▶ Provided records:
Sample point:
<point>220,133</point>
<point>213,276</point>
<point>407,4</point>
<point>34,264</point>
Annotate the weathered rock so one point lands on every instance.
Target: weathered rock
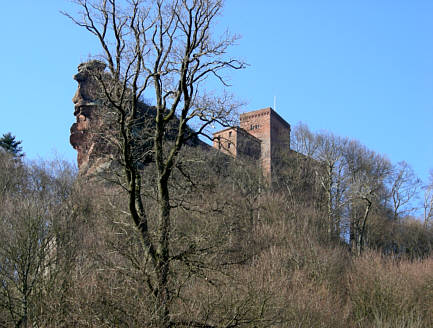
<point>83,138</point>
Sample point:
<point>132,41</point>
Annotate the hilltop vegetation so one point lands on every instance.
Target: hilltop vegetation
<point>242,254</point>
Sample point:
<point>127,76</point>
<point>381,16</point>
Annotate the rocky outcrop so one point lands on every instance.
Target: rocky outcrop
<point>83,138</point>
<point>92,132</point>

▶ Problem to work on:
The entries above need to be output again in full, exactly, and without pictures.

▶ Your solution:
Sample point:
<point>220,133</point>
<point>213,276</point>
<point>407,4</point>
<point>34,264</point>
Annotate the weathered rock so one point lands on every instance.
Target: weathered rock
<point>83,138</point>
Sample point:
<point>132,41</point>
Annotate the hilltop vegetation so one point lands on every instance.
Target: hilltop vegetation
<point>242,254</point>
Sample point:
<point>127,76</point>
<point>381,16</point>
Annotate the rocky outcrop so one point lands on every instance.
Target: rocky outcrop
<point>83,138</point>
<point>92,132</point>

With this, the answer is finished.